>> START PAGE EXCERPT

[MarkLogic Dev General] Loading xml files in mark logic server

Rajesh Marklogic rajesh.marklogic at gmail.com
Tue Apr 26 09:47:05 PDT 2011


Hi Danny,

I could load the documents using info:load, it worked fine first time. But
second time, it stopped after loading 100,000 records and again i tried, it
stopped after loading 65K records.

Every time, i cleared the forest before loading the documents.

Can you help me to figure out the above problem. I couldn't find the log
file in opt/marklogic/logs (working in unix server).

Thanks and Regards

Rajesh

On Tue, Apr 19, 2011 at 11:31 PM, Danny Sokolsky <
Danny.Sokolsky at marklogic.com> wrote:

> You might also try using info:load, which loads things in batches.

>> END PAGE EXCERPT
>> START INFORMATION SUPPLIED

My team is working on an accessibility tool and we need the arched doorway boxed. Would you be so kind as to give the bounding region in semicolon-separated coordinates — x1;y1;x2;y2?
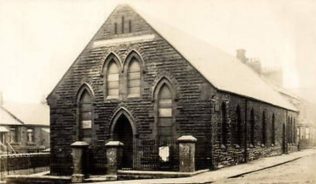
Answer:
282;123;287;154
112;114;134;169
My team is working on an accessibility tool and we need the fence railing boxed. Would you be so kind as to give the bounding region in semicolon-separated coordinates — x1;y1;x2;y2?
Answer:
0;153;50;181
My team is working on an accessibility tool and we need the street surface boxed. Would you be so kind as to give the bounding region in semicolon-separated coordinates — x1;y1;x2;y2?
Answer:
214;154;316;184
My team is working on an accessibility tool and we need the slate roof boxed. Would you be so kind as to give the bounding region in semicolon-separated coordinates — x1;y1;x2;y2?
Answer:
136;6;298;111
48;5;298;111
3;103;49;126
0;106;23;125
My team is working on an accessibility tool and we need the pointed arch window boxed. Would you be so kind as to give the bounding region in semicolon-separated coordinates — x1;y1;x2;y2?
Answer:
106;59;120;98
235;105;242;146
79;90;92;143
261;111;267;145
250;109;255;146
127;57;141;97
222;102;227;145
271;114;275;145
157;84;174;146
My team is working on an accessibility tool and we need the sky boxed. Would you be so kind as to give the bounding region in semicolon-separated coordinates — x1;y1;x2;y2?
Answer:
0;0;316;103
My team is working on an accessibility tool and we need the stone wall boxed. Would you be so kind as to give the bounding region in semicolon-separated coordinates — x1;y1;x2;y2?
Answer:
212;93;297;168
0;153;50;180
48;3;298;175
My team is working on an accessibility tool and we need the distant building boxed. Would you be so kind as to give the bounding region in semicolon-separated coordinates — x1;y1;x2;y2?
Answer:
47;6;298;175
0;104;50;153
236;49;316;149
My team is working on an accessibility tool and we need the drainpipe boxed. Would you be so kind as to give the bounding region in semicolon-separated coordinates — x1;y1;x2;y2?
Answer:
244;99;248;163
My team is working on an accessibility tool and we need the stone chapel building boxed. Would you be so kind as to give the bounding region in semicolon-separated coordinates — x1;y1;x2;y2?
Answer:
48;5;298;175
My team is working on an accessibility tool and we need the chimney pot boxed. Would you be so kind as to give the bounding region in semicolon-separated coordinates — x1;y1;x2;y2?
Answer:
236;49;247;63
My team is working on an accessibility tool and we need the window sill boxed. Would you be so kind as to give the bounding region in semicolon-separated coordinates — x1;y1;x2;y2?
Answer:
234;144;240;148
10;142;20;145
127;95;140;99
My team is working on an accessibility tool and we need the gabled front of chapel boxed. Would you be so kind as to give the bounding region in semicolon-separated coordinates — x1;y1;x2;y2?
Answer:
48;5;297;175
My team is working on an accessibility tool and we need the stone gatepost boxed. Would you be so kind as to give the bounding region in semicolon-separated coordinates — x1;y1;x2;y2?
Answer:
178;135;197;172
71;141;89;183
105;141;124;175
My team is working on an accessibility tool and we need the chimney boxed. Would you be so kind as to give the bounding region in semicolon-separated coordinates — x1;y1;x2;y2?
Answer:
236;49;248;63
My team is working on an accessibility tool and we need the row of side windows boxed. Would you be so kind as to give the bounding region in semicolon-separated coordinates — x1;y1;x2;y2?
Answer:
219;103;296;146
103;52;142;99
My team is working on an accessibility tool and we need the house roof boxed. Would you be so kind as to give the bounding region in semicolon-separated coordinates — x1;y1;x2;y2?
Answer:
3;103;49;126
48;5;298;111
0;106;23;125
136;6;298;111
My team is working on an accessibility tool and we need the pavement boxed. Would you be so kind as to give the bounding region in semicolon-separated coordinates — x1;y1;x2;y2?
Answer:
87;148;316;184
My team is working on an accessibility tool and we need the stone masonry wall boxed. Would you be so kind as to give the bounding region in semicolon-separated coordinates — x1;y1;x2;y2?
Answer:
49;7;215;174
48;3;294;175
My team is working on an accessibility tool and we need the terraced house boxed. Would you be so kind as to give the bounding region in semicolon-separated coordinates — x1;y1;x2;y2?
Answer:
48;5;298;175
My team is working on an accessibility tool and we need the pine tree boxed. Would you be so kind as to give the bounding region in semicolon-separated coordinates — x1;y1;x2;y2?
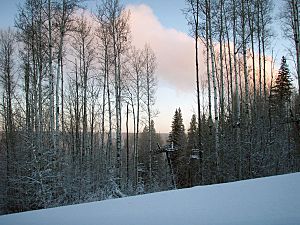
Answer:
168;108;186;148
187;114;198;149
270;56;293;106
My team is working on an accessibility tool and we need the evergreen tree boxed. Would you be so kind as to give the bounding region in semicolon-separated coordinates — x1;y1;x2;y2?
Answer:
187;114;198;149
168;108;186;148
270;56;293;106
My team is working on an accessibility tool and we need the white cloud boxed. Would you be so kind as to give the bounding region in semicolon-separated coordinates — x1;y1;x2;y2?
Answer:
127;5;205;92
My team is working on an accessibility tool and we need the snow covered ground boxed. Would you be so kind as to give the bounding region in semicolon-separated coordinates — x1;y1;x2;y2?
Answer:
0;173;300;225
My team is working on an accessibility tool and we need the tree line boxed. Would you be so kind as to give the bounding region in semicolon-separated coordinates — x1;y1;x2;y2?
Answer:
0;0;162;213
0;0;300;213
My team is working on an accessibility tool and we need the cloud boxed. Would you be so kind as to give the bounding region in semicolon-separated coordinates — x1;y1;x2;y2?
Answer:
126;4;205;92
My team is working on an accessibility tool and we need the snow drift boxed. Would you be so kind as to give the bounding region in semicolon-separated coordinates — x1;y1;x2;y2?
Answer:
0;173;300;225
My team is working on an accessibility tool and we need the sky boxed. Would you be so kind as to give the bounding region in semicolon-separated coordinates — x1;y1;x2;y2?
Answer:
0;0;196;133
0;0;290;133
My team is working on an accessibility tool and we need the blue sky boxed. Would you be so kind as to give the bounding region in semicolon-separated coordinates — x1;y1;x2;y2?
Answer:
0;0;292;132
0;0;196;133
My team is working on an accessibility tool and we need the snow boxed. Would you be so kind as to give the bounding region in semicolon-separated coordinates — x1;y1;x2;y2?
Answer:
0;173;300;225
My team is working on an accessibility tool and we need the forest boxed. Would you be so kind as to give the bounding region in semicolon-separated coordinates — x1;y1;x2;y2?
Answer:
0;0;300;215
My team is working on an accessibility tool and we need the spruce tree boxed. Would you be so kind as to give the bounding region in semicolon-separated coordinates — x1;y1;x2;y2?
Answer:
168;108;186;148
187;114;198;149
270;56;293;106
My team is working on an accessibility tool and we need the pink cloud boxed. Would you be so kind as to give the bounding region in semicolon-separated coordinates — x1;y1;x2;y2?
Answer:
127;5;205;91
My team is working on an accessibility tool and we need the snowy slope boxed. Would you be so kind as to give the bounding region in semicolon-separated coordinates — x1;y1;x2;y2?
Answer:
0;173;300;225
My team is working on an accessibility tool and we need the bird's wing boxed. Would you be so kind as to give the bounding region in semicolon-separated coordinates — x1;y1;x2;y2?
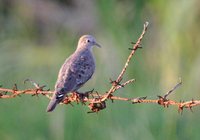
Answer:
70;52;95;89
55;55;76;94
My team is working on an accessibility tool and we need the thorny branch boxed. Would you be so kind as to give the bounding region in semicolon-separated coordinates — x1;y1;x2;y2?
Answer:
0;22;200;113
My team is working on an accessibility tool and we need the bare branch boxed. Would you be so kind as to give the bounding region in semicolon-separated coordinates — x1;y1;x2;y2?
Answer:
0;22;200;113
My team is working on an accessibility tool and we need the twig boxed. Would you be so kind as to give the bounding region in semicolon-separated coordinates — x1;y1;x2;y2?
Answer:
101;22;149;101
0;22;200;113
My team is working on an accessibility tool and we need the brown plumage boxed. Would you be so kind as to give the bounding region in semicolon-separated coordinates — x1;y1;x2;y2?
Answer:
47;35;100;112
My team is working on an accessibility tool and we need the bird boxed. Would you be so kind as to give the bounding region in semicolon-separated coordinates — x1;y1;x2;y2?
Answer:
46;35;101;112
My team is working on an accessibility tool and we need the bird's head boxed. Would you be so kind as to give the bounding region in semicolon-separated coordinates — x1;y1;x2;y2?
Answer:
77;35;101;49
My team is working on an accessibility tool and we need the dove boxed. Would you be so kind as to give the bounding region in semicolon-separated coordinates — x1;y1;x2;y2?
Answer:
47;35;101;112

>> END INFORMATION SUPPLIED

In the mailing-list post about loading XML files into MarkLogic Server, list each loading attempt the writer describes, along with its outcome.

- First attempt: it worked fine.
- Second attempt: it stopped after loading 100,000 records.
- Third attempt: it stopped after loading 65K records.